PROBLEM TO SOLVE
Write out every one of the lines below as a JSON list of strings, with one string per line and any blank lines omitted.

(Collection entries)
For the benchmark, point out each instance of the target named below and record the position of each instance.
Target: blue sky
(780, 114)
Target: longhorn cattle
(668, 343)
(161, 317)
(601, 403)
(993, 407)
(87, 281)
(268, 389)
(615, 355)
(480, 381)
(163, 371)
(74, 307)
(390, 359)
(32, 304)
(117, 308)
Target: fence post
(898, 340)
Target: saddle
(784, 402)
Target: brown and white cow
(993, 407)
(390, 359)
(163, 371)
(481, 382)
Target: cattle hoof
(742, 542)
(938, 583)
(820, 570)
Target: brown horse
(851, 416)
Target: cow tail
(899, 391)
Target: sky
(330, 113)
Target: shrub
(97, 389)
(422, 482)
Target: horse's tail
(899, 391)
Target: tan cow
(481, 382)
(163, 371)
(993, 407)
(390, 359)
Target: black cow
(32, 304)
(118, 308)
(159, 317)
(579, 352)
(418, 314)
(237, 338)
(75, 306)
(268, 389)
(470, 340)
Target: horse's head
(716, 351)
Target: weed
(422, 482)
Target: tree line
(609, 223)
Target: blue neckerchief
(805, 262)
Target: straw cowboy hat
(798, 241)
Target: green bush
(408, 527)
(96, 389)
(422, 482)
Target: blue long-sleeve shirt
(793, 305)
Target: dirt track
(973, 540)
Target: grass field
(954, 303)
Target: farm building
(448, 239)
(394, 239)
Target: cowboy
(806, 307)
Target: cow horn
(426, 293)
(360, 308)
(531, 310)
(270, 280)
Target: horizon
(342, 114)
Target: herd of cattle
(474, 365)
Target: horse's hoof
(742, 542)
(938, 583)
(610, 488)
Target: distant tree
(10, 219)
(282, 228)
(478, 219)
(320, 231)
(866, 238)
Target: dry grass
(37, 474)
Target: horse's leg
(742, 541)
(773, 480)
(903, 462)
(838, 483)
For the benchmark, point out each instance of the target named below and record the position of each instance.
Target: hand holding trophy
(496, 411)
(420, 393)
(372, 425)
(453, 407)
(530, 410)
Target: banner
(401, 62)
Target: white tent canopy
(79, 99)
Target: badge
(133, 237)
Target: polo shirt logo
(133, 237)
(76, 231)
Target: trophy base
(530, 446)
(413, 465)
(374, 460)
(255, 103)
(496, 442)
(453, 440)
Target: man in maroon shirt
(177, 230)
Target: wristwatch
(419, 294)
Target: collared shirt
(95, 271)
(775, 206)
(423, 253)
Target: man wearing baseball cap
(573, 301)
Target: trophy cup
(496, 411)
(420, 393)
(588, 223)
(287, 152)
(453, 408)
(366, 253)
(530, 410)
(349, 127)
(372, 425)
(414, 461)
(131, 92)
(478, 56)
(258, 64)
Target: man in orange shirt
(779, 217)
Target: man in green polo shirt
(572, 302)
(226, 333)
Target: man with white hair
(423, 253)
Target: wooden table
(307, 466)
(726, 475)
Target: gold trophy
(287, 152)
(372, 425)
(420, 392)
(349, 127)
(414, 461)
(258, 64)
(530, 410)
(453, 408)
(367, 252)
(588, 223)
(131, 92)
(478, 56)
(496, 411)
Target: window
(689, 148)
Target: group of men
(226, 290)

RESULT OF THE EXERCISE
[
  "For the benchmark, point out each instance of the target named below and record the position of each instance.",
  "Target: blue sky",
  "(780, 114)",
  "Target: longhorn cattle",
  "(668, 343)",
  "(161, 317)",
  "(601, 403)",
  "(993, 407)",
  "(87, 281)",
  "(268, 389)",
  "(615, 355)",
  "(480, 381)",
  "(163, 371)",
  "(74, 307)",
  "(390, 359)",
  "(32, 304)",
  "(117, 308)",
  "Target: fence post",
  "(898, 340)",
  "Target: saddle",
  "(784, 402)",
  "Target: brown and white cow",
  "(993, 407)",
  "(390, 359)",
  "(163, 371)",
  "(481, 382)",
  "Target: cattle hoof",
  "(742, 542)",
  "(938, 583)",
  "(820, 570)",
  "Target: brown horse",
  "(851, 416)",
  "Target: cow tail",
  "(899, 391)",
  "Target: sky",
  "(330, 113)",
  "Target: shrub",
  "(97, 389)",
  "(422, 482)",
  "Target: horse's tail",
  "(899, 391)",
  "Target: tan cow",
  "(481, 382)",
  "(163, 371)",
  "(993, 407)",
  "(390, 359)",
  "Target: black cow",
  "(32, 304)",
  "(118, 308)",
  "(159, 317)",
  "(579, 352)",
  "(418, 314)",
  "(237, 338)",
  "(75, 306)",
  "(268, 389)",
  "(470, 340)",
  "Target: horse's head",
  "(716, 351)",
  "Target: weed",
  "(422, 482)",
  "Target: tree line",
  "(609, 223)",
  "Target: blue neckerchief",
  "(805, 262)",
  "Target: straw cowboy hat",
  "(798, 241)",
  "Target: green bush",
  "(408, 527)",
  "(96, 389)",
  "(422, 482)",
  "Target: blue long-sleeve shirt",
  "(793, 305)",
  "Target: dirt track",
  "(973, 540)",
  "Target: grass field",
  "(954, 303)",
  "Target: farm building",
  "(448, 239)",
  "(394, 239)",
  "Target: cowboy",
  "(806, 307)",
  "Target: cow horn",
  "(426, 293)",
  "(360, 308)",
  "(531, 310)",
  "(270, 280)",
  "Target: horizon",
  "(342, 114)",
  "Target: herd of cattle",
  "(474, 365)",
  "Target: horse's hoof",
  "(742, 542)",
  "(938, 583)",
  "(610, 488)",
  "Target: distant tree",
  "(10, 219)",
  "(282, 228)",
  "(478, 219)",
  "(320, 231)",
  "(866, 238)",
  "Target: dry grass",
  "(37, 474)",
  "Target: horse's leg",
  "(742, 541)",
  "(773, 480)",
  "(903, 462)",
  "(838, 483)",
  "For the benchmark, point out each instance of the target named below and record the position of each instance.",
  "Target: hand holding trophy",
  "(496, 411)",
  "(420, 393)",
  "(372, 425)",
  "(453, 407)",
  "(530, 410)",
  "Target: banner",
  "(401, 62)",
  "Target: white tent canopy",
  "(79, 99)",
  "Target: badge",
  "(133, 237)",
  "Target: polo shirt logo",
  "(133, 237)",
  "(76, 231)",
  "Target: trophy base",
  "(530, 446)",
  "(413, 465)",
  "(374, 460)",
  "(255, 103)",
  "(496, 442)",
  "(453, 440)",
  "Target: man in maroon shirt",
  "(177, 230)",
  "Target: wristwatch",
  "(419, 294)",
  "Target: collared shirt",
  "(95, 271)",
  "(775, 206)",
  "(423, 253)",
  "Target: man wearing baseball cap",
  "(573, 301)",
  "Target: trophy cup",
  "(496, 411)",
  "(420, 393)",
  "(588, 223)",
  "(287, 152)",
  "(453, 408)",
  "(366, 253)",
  "(530, 410)",
  "(349, 127)",
  "(372, 425)",
  "(414, 461)",
  "(131, 92)",
  "(478, 56)",
  "(258, 64)",
  "Target: man in orange shirt",
  "(779, 217)",
  "Target: man in green polo shirt",
  "(572, 302)",
  "(226, 333)",
  "Target: man with white hair",
  "(423, 253)",
  "Target: wooden table",
  "(307, 466)",
  "(726, 475)",
  "Target: gold trophy",
  "(287, 152)",
  "(372, 425)",
  "(420, 392)",
  "(349, 127)",
  "(414, 461)",
  "(258, 64)",
  "(530, 410)",
  "(453, 408)",
  "(367, 252)",
  "(588, 223)",
  "(131, 92)",
  "(478, 56)",
  "(496, 411)",
  "Target: window",
  "(689, 148)",
  "Target: group of men",
  "(226, 290)"
]